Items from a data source
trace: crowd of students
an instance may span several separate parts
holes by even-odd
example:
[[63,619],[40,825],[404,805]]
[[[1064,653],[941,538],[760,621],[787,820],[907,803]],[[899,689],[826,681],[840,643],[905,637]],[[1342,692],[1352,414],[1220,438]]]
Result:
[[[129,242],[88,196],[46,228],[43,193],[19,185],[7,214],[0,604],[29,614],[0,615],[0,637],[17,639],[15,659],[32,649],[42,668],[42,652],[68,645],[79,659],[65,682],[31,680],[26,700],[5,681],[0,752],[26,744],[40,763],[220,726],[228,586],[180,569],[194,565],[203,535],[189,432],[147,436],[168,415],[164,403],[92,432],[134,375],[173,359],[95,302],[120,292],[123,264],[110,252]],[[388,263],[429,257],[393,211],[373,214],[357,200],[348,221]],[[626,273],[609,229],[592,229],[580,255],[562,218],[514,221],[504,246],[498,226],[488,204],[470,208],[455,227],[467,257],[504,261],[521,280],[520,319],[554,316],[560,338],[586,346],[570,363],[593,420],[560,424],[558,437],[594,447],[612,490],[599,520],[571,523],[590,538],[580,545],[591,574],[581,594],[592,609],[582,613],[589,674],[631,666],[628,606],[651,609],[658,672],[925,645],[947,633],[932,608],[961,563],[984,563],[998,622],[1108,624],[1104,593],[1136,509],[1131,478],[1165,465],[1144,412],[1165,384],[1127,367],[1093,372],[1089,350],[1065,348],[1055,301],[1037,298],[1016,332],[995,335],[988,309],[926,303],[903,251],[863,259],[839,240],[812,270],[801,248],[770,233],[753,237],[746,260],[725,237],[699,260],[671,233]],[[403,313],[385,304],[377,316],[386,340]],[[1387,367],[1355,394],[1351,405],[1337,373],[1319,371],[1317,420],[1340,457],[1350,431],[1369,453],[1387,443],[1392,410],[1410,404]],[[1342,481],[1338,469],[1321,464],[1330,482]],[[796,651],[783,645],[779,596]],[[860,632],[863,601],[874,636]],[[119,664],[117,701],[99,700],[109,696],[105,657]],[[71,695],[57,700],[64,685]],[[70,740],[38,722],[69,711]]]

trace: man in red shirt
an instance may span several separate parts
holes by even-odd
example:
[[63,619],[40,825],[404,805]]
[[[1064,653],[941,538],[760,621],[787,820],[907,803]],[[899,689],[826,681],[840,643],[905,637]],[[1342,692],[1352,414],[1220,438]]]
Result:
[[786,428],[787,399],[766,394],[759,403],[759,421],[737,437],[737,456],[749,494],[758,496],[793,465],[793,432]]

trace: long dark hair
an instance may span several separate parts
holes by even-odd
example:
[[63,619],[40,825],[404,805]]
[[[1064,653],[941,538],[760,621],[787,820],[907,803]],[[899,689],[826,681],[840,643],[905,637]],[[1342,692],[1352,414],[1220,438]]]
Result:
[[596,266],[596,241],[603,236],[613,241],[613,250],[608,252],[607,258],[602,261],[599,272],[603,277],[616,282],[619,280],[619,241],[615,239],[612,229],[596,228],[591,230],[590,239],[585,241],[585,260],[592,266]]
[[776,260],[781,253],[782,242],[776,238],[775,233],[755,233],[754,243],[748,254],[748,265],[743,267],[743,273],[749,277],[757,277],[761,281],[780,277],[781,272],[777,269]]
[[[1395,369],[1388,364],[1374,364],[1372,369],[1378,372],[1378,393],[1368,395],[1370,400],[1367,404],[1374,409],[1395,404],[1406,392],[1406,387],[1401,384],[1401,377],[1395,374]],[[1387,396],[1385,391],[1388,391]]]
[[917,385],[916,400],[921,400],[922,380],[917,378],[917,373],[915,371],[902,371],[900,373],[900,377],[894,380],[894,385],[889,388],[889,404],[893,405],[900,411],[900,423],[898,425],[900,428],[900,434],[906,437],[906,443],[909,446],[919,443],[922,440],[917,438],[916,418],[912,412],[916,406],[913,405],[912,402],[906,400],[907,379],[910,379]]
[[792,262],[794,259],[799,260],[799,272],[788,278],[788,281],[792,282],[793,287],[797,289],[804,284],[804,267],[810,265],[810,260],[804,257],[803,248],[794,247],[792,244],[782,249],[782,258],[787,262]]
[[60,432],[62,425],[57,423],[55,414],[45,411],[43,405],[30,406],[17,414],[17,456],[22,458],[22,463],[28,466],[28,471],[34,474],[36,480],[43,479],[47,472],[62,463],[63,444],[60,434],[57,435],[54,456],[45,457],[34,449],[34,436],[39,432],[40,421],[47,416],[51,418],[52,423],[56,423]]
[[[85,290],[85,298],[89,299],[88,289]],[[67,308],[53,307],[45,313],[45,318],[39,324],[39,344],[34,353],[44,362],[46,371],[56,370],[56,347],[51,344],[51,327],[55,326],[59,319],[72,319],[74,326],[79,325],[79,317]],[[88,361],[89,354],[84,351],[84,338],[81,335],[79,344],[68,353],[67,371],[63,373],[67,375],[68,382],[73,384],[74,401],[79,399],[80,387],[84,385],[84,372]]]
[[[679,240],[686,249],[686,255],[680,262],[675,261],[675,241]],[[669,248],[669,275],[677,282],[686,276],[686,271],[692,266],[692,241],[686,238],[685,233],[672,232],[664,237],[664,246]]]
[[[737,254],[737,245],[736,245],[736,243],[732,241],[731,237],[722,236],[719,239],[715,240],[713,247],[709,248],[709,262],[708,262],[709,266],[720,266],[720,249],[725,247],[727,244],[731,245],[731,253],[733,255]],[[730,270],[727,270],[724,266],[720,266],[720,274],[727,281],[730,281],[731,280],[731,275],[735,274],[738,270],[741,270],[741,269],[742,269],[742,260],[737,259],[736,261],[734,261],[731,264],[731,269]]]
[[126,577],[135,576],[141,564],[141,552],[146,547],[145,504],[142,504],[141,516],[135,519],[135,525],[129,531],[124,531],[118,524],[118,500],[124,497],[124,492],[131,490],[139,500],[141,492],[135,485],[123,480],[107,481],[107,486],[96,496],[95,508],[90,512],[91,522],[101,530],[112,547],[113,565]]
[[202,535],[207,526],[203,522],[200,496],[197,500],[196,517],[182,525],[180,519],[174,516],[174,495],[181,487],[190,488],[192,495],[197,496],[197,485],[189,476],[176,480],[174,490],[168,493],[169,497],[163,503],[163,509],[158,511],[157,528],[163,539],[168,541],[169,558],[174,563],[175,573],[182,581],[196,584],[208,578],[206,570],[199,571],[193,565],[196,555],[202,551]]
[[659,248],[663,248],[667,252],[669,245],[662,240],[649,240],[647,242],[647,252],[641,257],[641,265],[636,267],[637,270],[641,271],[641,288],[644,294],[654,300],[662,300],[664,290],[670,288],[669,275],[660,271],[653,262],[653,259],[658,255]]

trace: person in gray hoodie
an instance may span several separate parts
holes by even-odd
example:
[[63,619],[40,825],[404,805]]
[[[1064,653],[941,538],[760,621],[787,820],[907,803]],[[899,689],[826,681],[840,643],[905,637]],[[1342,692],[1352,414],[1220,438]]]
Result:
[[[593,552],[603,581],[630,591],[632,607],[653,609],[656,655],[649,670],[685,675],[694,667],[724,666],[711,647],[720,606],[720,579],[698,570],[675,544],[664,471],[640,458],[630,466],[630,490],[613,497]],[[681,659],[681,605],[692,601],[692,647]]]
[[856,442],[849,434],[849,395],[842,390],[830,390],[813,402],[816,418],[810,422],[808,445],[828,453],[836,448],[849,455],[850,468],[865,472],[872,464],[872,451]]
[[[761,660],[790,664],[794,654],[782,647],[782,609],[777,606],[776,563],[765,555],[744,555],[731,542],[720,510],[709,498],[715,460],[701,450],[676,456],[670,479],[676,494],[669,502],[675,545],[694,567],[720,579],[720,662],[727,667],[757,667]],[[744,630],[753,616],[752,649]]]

_Description of the task_
How many lines of the records contain the string "trace"? Respond with the number alone.

_Answer box_
4